**REQUIRED ACTION**
Reproduce the entries in full and exactly. Pictures stay out.

**ENTRIES SUPPLIED**
▶

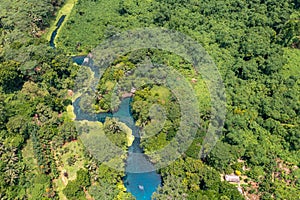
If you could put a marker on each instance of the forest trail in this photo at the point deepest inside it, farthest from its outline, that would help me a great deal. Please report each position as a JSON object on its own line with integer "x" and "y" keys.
{"x": 65, "y": 10}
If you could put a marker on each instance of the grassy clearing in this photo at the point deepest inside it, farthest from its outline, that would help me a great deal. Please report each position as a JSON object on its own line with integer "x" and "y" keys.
{"x": 28, "y": 157}
{"x": 65, "y": 10}
{"x": 72, "y": 149}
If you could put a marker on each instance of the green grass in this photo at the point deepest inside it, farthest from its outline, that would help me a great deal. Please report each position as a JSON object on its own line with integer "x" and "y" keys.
{"x": 28, "y": 157}
{"x": 75, "y": 148}
{"x": 65, "y": 10}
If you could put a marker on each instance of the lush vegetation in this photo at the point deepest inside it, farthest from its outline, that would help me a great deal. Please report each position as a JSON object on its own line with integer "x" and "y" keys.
{"x": 255, "y": 45}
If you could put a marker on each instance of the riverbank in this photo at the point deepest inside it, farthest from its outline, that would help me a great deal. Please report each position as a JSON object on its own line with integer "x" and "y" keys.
{"x": 65, "y": 10}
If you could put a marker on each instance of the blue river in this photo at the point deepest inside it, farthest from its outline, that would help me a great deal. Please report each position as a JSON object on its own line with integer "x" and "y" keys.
{"x": 141, "y": 179}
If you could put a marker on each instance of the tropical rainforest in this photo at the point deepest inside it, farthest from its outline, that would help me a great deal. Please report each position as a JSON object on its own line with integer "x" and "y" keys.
{"x": 255, "y": 46}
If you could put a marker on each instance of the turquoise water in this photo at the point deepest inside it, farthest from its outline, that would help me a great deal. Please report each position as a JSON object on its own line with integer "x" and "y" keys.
{"x": 54, "y": 33}
{"x": 141, "y": 179}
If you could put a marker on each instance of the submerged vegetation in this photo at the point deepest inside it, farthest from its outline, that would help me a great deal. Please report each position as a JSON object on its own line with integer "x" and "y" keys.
{"x": 255, "y": 45}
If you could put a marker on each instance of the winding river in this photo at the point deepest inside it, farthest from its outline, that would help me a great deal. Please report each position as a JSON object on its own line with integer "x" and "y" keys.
{"x": 141, "y": 184}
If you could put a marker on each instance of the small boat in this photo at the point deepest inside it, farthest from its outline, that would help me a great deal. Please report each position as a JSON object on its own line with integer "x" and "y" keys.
{"x": 141, "y": 187}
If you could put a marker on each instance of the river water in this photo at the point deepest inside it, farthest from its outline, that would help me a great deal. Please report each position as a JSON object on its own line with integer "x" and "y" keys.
{"x": 141, "y": 178}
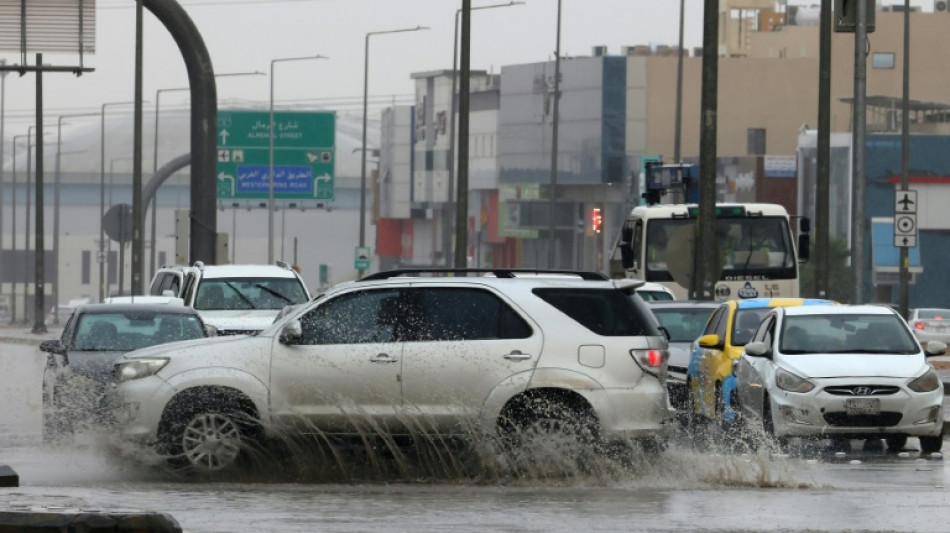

◀

**ANSWER SPACE**
If you could put a marker on each instance of the forest trail in this photo at the point deepest inside it, farthest from its outline, that would help me a great deal. Please report each position as a JSON object on its own line with integer "x" and "y" keys.
{"x": 65, "y": 10}
If you could put a marker on each instance of the grassy clearing in this photo at the point deepest inside it, farthest from its outline, that would help me a great deal. Please report each position as a JSON object on its own line with integer "x" and "y" keys.
{"x": 28, "y": 157}
{"x": 65, "y": 10}
{"x": 72, "y": 149}
If you could put a marker on each instance of the green grass in this photo at the point deepest inside it, farthest from its outline, that would help me a great deal. Please report each position as a JSON object on its own line with integer "x" and "y" keys.
{"x": 28, "y": 157}
{"x": 75, "y": 148}
{"x": 65, "y": 10}
If you could put a marker on each instance of the lush vegetation in this photo at the point deepest inside it, farthest from its outline, that would help me a great deal. Please report each position as a JSON object on its own line with integer "x" and "y" keys.
{"x": 255, "y": 45}
If you could put a marker on each instance of the riverbank in this photo at the point deepest inside it, farthest from its outline, that would help me a great deal. Please report each position as a JSON object on its own line with integer "x" and "y" keys.
{"x": 65, "y": 10}
If you could put a marker on each instance of the blue river in this photo at the point deepest inside it, farthest from its outline, that would help me a great deal. Please report each position as a JSON object on its own line with integer "x" and "y" keys.
{"x": 141, "y": 179}
If you could put a marker on each instance of the tropical rainforest in this photo at the point deepest inside it, farthest from its outline, that would help me a great deal. Please report each position as a JSON object on its own line with integer "x" and "y" keys.
{"x": 255, "y": 46}
If you could put a marker on each instance of the turquoise water in this photo at the point deepest inside it, farthest from its outline, that would help me a great deal. Please report each position as a JSON object on its own line with integer "x" and "y" keys.
{"x": 54, "y": 33}
{"x": 141, "y": 179}
If you could put a marker on each instance of the submerged vegetation in this photo at the point deepest inside it, farthest from its outline, that would help me a great deal. Please report each position as a JSON object on its own line with integer "x" and "y" keys.
{"x": 255, "y": 45}
If you could put a marker on each instance of the winding river in this photo at the point deepest inside it, farthest from its outline, that would help me a great deal. Please report each position as a JSON object on its own line with integer "x" and "y" keys.
{"x": 141, "y": 184}
If you could put a marker on each instance of the small boat in this photo at the point deepest inside it, farthest from its outline, that would help me a great deal. Please report each position as a JSON object on its own line with integer "x" and "y" keys.
{"x": 141, "y": 187}
If you could put a marker on each instance of the river water in this photo at the point deepest inside it, farthest from its outline, that would help me a great deal. Please report each position as a JSON object on its own line with integer "x" and "y" keys.
{"x": 141, "y": 178}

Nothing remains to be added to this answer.